* [Stated exercise]:
Reproduce every entry in the listing without alteration.

Start of The records

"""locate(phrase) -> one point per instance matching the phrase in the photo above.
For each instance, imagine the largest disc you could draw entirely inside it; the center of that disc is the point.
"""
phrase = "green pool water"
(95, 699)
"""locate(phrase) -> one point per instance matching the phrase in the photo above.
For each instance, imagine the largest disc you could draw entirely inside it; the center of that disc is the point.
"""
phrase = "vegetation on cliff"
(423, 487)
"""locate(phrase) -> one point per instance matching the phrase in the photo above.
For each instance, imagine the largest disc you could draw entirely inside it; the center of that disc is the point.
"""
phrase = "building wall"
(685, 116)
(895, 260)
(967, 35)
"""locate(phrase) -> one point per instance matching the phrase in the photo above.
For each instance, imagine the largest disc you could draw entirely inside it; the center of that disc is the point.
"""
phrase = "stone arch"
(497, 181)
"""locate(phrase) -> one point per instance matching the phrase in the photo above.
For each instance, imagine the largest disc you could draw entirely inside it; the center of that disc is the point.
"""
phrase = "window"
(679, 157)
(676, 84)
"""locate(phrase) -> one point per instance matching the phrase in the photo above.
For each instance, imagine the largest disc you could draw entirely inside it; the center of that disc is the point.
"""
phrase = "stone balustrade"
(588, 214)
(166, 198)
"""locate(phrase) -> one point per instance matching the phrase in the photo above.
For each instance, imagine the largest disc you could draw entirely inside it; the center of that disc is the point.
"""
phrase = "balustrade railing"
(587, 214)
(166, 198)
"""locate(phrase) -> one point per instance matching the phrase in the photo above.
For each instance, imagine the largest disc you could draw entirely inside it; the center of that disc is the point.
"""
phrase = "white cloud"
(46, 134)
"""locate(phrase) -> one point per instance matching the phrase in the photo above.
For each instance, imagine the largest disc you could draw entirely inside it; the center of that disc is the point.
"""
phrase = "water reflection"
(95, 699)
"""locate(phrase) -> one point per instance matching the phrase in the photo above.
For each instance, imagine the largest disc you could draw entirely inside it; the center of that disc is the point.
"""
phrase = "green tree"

End of The records

* [Task output]:
"""locate(phrase) -> one point per instance matching the phrase in the photo above.
For each instance, imagine the largest disc you could draw entirely inside it; the center of that disc is the point.
"""
phrase = "green pool water"
(95, 699)
"""locate(phrase) -> one point per instance matching the phrase in the photo above.
For each instance, imagine the largest disc you could draw entirely inside it; the center of that disc is the point.
"""
phrase = "vegetation on cliff"
(423, 487)
"""locate(phrase) -> one point per instance matching the phrase in the photo above.
For each instance, imagine the largest disc you could draw entirely inside it; the center of that disc is the point.
"""
phrase = "building wall"
(685, 116)
(895, 260)
(967, 35)
"""locate(phrase) -> one point per instance matching the phrase in the photo above.
For each instance, imagine the largest disc you could draw entirely inside it; the center of that disc is the point.
"""
phrase = "stone arch"
(497, 181)
"""locate(phrase) -> one point per instance matching the phrase in the photo above.
For each instance, imagine the largest disc you could draw entirely inside it; the center of that disc is the point.
"""
phrase = "window"
(679, 157)
(676, 84)
"""locate(phrase) -> one point per instance matching the phrase in the photo above.
For each instance, imagine the largest disc you could draw entirely inside it; the center of that disc is the point.
"""
phrase = "stone balustrade"
(588, 214)
(166, 198)
"""locate(phrase) -> one point per instance matching the phrase in the photo above.
For each instance, imagine the largest disc you could draw entirely inside it; the center of that disc is the point.
"""
phrase = "balustrade railing"
(587, 214)
(166, 198)
"""locate(phrase) -> one point per instance matching the phrase in the photo above.
For each instance, imagine the largest disc you could draw entirely inside it; the center of that disc is the point.
"""
phrase = "white cloud"
(46, 134)
"""locate(phrase) -> one point per instance matching the phrase in the photo above.
For each instance, imagine the largest disc you could draw entirely inside it; the center of that disc is the point.
"""
phrase = "water reflection"
(95, 699)
"""locate(phrase) -> one point per instance matching the phrase in the photo above.
For each instance, imagine the largest disc you could draw entirely inside it; the center of that disc is the point.
"""
phrase = "green tree"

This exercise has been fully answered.